▸ Problem statement
In full and without alteration, print the entries that follow.

(Point localization data)
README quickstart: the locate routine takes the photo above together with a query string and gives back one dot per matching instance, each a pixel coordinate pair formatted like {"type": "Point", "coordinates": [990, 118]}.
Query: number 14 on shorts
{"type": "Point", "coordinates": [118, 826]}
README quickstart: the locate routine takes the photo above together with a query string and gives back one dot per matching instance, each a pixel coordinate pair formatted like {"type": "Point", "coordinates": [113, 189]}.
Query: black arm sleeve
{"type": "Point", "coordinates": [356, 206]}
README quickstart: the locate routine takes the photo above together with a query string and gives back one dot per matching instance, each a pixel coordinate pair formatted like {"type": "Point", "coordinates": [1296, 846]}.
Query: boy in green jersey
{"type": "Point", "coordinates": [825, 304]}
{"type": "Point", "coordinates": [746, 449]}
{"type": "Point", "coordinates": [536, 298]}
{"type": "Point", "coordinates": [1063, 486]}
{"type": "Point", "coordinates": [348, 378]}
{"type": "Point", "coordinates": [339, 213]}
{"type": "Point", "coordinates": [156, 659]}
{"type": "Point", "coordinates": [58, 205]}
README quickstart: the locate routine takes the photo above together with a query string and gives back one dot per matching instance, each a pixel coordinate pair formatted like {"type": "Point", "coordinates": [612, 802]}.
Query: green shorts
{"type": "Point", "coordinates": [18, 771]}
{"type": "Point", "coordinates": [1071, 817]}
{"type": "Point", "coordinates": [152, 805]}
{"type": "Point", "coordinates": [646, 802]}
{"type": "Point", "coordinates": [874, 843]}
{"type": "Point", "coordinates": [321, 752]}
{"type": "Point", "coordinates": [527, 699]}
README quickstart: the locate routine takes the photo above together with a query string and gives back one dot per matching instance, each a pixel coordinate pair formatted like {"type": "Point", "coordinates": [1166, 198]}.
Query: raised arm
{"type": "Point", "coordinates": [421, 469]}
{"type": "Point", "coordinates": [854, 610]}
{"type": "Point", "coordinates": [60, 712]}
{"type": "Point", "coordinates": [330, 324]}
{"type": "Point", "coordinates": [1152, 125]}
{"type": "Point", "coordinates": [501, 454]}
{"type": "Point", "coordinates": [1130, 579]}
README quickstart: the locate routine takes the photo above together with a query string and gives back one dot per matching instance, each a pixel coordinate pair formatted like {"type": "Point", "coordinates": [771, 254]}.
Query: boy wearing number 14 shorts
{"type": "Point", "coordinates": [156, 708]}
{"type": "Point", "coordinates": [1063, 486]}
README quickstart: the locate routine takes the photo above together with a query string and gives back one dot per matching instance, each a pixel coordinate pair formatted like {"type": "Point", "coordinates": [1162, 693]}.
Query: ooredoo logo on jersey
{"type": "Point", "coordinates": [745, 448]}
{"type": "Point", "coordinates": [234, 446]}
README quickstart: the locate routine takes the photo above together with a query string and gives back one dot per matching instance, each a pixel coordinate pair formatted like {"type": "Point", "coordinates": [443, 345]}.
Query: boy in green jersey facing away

▸ Task output
README quickstart: the locate routine takes the photo above together with a query string and gives back one dot per matching instance, each a pixel coordinate pair formatted like {"type": "Point", "coordinates": [990, 118]}.
Query: number 14 on shorts
{"type": "Point", "coordinates": [118, 826]}
README quickstart: the locate routine takes the photo above together with a query string and gives back one dot per matching instance, each a pixel coordinate pair formatted like {"type": "Point", "coordinates": [113, 189]}.
Query: black arm sleeve
{"type": "Point", "coordinates": [356, 206]}
README quickstart: the locate routine takes the photo above together with a query string and gives back one dot per matching instance, each a pixel coordinate pair formatted like {"type": "Point", "coordinates": [1296, 846]}.
Query: boy in green jersey
{"type": "Point", "coordinates": [825, 304]}
{"type": "Point", "coordinates": [746, 449]}
{"type": "Point", "coordinates": [536, 298]}
{"type": "Point", "coordinates": [1063, 486]}
{"type": "Point", "coordinates": [348, 378]}
{"type": "Point", "coordinates": [339, 213]}
{"type": "Point", "coordinates": [156, 659]}
{"type": "Point", "coordinates": [58, 205]}
README quickstart: the locate routine takes the photo above together with a query string and gives back one dot per matching instance, each a pixel coordinate pair formatted like {"type": "Point", "coordinates": [612, 802]}.
Query: green shorts
{"type": "Point", "coordinates": [18, 771]}
{"type": "Point", "coordinates": [1071, 817]}
{"type": "Point", "coordinates": [152, 805]}
{"type": "Point", "coordinates": [646, 802]}
{"type": "Point", "coordinates": [874, 843]}
{"type": "Point", "coordinates": [321, 752]}
{"type": "Point", "coordinates": [527, 699]}
README quickstart: the locate routine takes the photo above together with a query string and gives back one dot per matching instance, each a pixel coordinate pair formatted like {"type": "Point", "coordinates": [1166, 198]}.
Query: raised arm
{"type": "Point", "coordinates": [421, 469]}
{"type": "Point", "coordinates": [854, 610]}
{"type": "Point", "coordinates": [60, 712]}
{"type": "Point", "coordinates": [330, 324]}
{"type": "Point", "coordinates": [1152, 125]}
{"type": "Point", "coordinates": [501, 454]}
{"type": "Point", "coordinates": [1130, 579]}
README quickstart: the locate routine takes the photo above together with a query string and gives back one dot per matching instance, each a pixel coordinate pair formatted like {"type": "Point", "coordinates": [771, 254]}.
Query: boy wearing number 14 shorts
{"type": "Point", "coordinates": [156, 708]}
{"type": "Point", "coordinates": [1063, 486]}
README quickstart: the locate routine takes the photo above together with a query string and gives back one dot per matching instance, each a pixel coordinate pair formatted like {"type": "Point", "coordinates": [1162, 693]}.
Query: ooredoo logo on jersey
{"type": "Point", "coordinates": [745, 448]}
{"type": "Point", "coordinates": [234, 446]}
README quickstart: the locate routine takes the photo above together with a query string and gives back one dot per matching instance, each a pixel coordinate pair formatted like {"type": "Point", "coordinates": [443, 345]}.
Query: boy in green jersey facing away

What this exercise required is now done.